=== SOURCE PASSAGE ===
⟨
Like a typical american, I played the game (to death in the 80s), didn't read the book.
What we need now is the computer game version. It can be historical, too "Class struggle (or Revolution) through the Ages". Pitch it as an educational product.
-Brad Mayer
>"Class Struggle was a 1970s board game, conceived as a socialist
>alternative to Monopoly, in which players were randomly assigned to
>different classes and moved around the board forming cross-class
>alliances, engaging in struggle, and heading for one of two mutually
>exclusive destinations: Socialism or Barbarism. The box sported a
>rather good photo-montage of Karl Marx arm-wrestling Nelson
>Rockefeller. Improbably enough, a photograph exists of Helmut Kohl
>at the 1980 Frankfurt Book Fair holding a boxed set of Klassenkampf,
>the German edition of the game" (at
><http://www.voiceoftheturtle.org/dictionary/dict_c1.shtml>).
⟩
=== TASK INSTRUCTIONS ===
A. Translate this sentence from the post about the Class Struggle board game into Spanish: "The box sported a rather good photo-montage of Karl Marx arm-wrestling Nelson Rockefeller."
B. Rewrite the post about the Class Struggle board game starting at "What we need" and ending at "an educational product.", changing "computer game" to "video game".
C. Extend the post about the Class Struggle board game, picking up after its last sentence.
The records are separate material, unrelated to the post about the Class Struggle board game.

=== LISTING ===
⟨
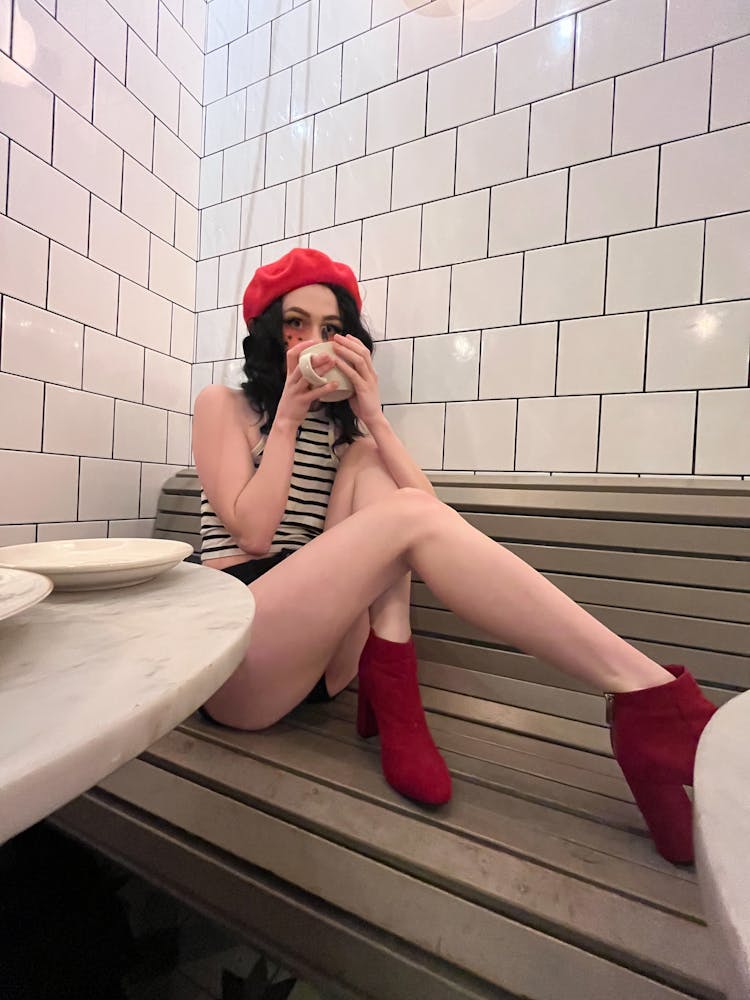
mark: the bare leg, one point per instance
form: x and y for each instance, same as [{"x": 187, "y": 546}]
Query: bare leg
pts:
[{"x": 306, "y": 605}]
⟩
⟨
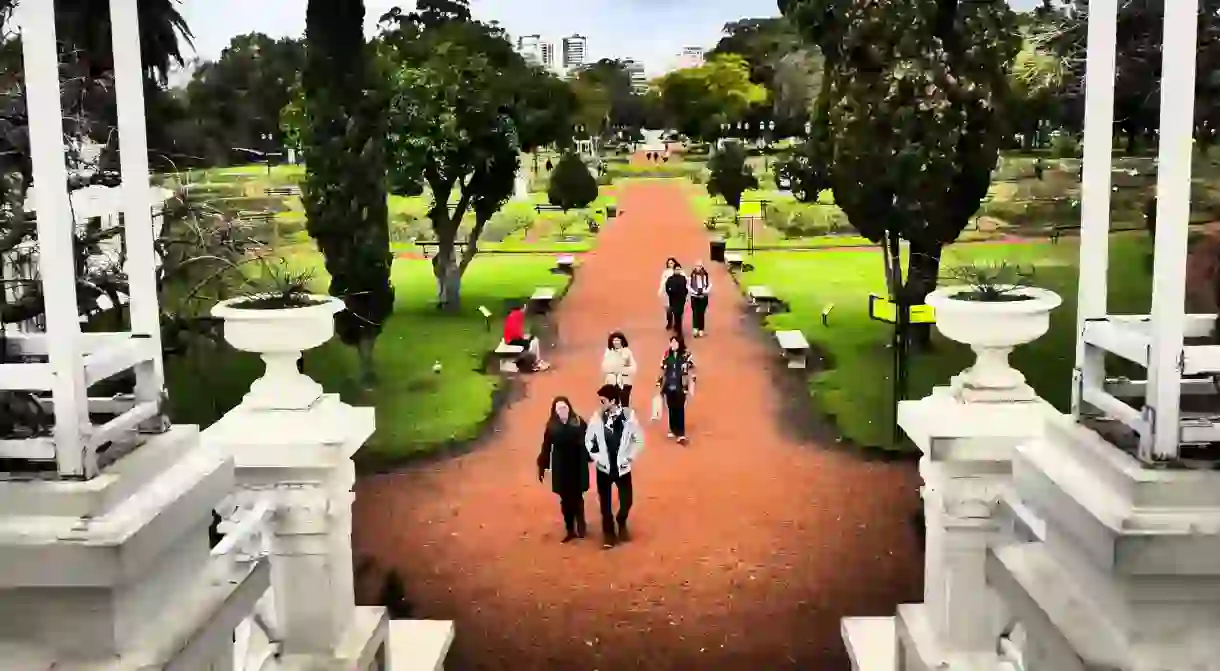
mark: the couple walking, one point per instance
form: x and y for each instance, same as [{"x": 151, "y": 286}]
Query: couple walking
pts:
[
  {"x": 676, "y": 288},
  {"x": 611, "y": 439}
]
⟩
=== RESULTS FOR THE EXERCISE ===
A. La caja lucía un fotomontaje bastante bueno de Karl Marx echando un pulso con Nelson Rockefeller.

B.
What we need now is the video game version. It can be historical, too "Class struggle (or Revolution) through the Ages". Pitch it as an educational product.

C.
>
>"Dr Ollman, of New York University, spent seven years working out
>'Class Struggle'. It bears a superficial resemblance to 'Monopoly'
>- -- 'another political game', he says -- with players throwing dice
>and chasing each other round the board. You can be a Worker (with a
>hammer symbol), a Capitalist (with a top hat) or a member of the
>minor classes, such as Farmer, Student or Small Businessman. Rule
>One states that 'Class Struggle' can be played by two to six players;
>Rule Two adds, though, that the real players are classes, not
>individuals; Rule Three stresses that only the Workers or the
>Capitalists can win. That's life, says Dr Ollman" (at
><http://pages.eidosnet.co.uk/johnnymoped/isthisthereallife/isthisthereallife_theendofthespectacle_page2.html>).
>
>Visit "Bertel Ollman: Communism Now":
><http://www.nyu.edu/projects/ollman/di001.htm>.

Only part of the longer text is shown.